-- Start --

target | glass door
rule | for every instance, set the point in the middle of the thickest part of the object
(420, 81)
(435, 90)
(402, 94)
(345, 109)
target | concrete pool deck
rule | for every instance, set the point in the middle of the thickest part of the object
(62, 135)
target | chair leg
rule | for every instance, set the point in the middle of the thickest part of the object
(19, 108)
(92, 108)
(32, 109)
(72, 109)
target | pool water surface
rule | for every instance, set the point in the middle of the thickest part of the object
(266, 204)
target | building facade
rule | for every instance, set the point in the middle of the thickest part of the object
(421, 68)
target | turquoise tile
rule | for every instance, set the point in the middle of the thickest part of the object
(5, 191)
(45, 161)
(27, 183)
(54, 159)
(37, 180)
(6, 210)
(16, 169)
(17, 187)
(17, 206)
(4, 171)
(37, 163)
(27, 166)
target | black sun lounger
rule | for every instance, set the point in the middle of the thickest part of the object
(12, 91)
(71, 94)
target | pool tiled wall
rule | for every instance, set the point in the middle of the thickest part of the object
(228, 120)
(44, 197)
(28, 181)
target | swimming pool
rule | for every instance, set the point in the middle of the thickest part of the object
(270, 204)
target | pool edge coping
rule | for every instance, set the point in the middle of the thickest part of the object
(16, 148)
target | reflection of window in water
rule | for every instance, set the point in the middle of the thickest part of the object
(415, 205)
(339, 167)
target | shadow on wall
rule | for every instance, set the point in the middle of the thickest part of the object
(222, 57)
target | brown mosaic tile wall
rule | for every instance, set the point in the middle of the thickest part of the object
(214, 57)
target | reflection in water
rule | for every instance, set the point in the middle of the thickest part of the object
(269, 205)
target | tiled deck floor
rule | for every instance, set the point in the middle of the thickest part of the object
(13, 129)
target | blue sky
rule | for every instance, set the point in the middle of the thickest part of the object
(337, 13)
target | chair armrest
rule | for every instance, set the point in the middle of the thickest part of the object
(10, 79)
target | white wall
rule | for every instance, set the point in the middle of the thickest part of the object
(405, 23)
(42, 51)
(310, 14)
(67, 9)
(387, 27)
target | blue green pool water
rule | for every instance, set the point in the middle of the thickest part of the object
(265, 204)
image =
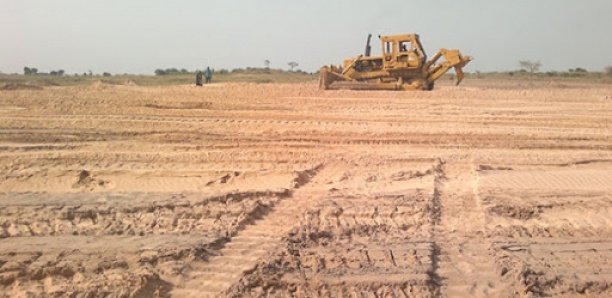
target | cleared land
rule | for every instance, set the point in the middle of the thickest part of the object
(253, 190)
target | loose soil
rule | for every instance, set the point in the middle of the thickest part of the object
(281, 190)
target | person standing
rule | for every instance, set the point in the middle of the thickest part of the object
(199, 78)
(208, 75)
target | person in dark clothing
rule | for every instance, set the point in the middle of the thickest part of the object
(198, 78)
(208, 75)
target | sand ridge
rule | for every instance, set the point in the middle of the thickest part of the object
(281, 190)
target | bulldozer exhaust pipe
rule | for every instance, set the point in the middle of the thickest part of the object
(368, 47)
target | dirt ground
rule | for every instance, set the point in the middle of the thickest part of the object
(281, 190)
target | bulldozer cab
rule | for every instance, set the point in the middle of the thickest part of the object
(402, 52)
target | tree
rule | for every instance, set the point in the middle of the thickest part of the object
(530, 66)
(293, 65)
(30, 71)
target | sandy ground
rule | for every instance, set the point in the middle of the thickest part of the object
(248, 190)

-- End --
-- Start --

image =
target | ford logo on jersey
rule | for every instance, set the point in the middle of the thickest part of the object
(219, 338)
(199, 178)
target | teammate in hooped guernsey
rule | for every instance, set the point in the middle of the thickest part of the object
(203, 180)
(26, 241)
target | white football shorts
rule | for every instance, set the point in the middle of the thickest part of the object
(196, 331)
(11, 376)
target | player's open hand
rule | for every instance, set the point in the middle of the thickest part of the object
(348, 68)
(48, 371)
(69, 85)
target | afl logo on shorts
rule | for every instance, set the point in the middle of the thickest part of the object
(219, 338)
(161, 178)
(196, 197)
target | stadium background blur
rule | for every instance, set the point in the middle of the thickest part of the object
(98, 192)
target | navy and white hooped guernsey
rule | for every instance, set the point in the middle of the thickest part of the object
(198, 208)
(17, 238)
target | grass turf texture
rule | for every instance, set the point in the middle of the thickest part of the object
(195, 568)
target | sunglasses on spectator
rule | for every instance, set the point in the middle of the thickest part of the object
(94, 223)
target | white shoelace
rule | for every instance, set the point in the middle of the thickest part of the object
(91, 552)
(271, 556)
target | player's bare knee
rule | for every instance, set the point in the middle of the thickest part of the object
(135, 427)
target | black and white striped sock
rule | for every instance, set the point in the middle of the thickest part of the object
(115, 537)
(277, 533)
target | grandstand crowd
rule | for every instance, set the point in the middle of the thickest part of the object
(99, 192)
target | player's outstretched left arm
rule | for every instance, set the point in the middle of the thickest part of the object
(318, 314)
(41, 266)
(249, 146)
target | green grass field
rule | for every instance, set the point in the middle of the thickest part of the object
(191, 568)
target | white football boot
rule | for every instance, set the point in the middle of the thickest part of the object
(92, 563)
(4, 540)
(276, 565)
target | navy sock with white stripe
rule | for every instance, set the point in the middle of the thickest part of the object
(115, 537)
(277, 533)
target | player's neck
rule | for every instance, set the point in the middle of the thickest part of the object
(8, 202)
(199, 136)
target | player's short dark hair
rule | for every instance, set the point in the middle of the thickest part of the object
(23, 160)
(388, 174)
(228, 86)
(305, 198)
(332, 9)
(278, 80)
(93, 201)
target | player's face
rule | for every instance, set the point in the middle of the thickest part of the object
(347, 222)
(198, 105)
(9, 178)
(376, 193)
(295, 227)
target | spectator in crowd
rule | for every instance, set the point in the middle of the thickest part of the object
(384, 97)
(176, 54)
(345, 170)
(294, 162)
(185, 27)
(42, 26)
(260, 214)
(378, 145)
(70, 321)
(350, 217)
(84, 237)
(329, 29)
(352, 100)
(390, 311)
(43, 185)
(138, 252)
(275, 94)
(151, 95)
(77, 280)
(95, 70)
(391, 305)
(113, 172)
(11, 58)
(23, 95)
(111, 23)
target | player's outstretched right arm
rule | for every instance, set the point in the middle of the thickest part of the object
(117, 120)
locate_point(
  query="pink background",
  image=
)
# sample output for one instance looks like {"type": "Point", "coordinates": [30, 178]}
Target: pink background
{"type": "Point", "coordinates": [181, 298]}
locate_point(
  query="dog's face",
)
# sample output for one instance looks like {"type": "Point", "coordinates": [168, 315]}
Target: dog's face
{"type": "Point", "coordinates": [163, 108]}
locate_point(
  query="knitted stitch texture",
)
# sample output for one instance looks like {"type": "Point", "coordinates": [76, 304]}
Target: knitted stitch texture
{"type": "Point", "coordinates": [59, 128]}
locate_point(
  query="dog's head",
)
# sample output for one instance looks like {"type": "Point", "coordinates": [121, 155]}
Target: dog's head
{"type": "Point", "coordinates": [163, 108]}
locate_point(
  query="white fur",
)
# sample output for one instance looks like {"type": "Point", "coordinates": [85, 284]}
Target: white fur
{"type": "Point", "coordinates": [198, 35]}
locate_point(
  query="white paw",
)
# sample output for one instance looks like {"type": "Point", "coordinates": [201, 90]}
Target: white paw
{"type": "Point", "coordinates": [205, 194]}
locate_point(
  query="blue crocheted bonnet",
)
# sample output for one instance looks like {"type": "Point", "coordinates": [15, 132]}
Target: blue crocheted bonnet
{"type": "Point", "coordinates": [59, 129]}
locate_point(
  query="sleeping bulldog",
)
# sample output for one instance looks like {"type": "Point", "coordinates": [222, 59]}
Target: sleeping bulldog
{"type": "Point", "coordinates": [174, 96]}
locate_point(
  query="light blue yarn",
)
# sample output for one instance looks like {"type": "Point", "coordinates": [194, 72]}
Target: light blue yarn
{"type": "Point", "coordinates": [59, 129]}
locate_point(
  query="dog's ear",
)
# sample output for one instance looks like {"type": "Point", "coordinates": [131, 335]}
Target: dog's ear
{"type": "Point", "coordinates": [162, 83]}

-- End --
-- Start --

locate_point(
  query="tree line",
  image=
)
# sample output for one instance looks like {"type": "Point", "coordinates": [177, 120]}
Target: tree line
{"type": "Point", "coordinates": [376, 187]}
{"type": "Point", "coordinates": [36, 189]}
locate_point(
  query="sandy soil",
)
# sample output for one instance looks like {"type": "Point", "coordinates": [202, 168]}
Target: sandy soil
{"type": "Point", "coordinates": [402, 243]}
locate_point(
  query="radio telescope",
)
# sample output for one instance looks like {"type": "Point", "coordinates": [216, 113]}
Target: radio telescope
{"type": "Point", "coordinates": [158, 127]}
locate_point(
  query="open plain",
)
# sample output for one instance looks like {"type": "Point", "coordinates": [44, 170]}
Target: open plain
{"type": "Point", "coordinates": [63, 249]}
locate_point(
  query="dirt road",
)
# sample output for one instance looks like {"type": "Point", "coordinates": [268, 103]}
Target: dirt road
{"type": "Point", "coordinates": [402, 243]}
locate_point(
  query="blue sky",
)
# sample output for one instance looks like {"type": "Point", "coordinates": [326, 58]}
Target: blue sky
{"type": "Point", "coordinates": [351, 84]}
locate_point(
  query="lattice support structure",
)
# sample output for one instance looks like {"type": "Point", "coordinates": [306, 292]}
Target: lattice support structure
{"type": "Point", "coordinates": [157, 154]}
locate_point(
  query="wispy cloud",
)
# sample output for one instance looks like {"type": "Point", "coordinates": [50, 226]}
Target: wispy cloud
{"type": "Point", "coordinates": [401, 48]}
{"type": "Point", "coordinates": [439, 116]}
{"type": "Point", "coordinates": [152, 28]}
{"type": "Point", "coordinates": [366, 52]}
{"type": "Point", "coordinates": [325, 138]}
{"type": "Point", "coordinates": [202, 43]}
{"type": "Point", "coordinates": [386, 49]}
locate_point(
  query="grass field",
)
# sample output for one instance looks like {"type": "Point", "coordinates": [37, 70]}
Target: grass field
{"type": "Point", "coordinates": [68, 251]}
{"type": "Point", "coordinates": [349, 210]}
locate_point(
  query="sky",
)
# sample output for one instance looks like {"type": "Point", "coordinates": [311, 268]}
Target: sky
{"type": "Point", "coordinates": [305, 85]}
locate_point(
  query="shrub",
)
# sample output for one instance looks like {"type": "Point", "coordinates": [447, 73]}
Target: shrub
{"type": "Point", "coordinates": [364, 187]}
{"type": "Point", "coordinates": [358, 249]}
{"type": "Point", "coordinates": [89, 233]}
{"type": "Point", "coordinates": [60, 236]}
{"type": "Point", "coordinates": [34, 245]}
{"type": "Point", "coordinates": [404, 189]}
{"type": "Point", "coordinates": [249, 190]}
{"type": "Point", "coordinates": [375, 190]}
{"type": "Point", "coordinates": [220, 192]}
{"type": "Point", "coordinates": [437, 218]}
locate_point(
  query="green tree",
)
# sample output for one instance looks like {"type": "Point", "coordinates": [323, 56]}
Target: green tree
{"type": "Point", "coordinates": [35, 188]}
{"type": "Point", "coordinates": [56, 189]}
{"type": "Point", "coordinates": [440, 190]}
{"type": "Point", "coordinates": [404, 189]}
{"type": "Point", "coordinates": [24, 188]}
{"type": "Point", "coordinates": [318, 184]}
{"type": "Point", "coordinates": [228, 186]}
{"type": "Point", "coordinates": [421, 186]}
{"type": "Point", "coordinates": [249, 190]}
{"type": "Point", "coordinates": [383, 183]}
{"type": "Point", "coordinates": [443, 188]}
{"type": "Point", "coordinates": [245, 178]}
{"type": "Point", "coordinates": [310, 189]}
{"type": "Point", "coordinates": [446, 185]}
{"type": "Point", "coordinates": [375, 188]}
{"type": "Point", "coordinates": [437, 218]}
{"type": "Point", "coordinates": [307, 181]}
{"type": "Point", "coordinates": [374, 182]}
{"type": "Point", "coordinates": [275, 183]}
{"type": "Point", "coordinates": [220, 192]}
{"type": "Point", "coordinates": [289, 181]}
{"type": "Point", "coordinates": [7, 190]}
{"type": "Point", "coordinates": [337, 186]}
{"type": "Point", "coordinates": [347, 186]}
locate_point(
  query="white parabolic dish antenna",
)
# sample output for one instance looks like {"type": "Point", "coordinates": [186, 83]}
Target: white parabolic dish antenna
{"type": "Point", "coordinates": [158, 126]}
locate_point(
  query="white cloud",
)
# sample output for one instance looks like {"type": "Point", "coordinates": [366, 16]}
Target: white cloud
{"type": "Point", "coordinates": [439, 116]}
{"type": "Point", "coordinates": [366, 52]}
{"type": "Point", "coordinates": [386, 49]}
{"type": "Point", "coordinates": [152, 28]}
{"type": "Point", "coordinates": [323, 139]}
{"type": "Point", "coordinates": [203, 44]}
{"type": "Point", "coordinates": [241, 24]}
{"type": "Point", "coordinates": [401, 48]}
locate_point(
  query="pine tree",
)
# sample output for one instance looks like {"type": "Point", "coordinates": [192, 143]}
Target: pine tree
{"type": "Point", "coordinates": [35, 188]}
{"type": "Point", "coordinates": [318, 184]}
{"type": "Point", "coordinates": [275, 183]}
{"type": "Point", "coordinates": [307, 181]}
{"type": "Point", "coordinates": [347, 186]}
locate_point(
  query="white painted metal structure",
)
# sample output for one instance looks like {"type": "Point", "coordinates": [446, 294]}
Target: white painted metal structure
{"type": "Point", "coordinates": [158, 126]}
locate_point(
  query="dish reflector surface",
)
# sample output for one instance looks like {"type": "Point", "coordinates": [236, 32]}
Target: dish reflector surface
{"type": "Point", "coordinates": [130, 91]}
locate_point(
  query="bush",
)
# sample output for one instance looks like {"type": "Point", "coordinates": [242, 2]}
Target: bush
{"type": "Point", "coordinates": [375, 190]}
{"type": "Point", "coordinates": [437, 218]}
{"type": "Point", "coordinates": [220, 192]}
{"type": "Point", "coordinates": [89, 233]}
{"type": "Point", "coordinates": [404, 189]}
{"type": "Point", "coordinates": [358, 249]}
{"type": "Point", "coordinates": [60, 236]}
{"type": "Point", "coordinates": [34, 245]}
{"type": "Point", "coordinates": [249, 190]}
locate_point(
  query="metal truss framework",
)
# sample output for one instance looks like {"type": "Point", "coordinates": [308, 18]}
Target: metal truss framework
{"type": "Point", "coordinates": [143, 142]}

-- End --

§ **Task directions**
Locate each line in the rows above that contains the string "open" and copy those lines in full. Treat the match as case-sensitive.

§ **Result below**
target | player's open hand
  query="open plain",
Target: open plain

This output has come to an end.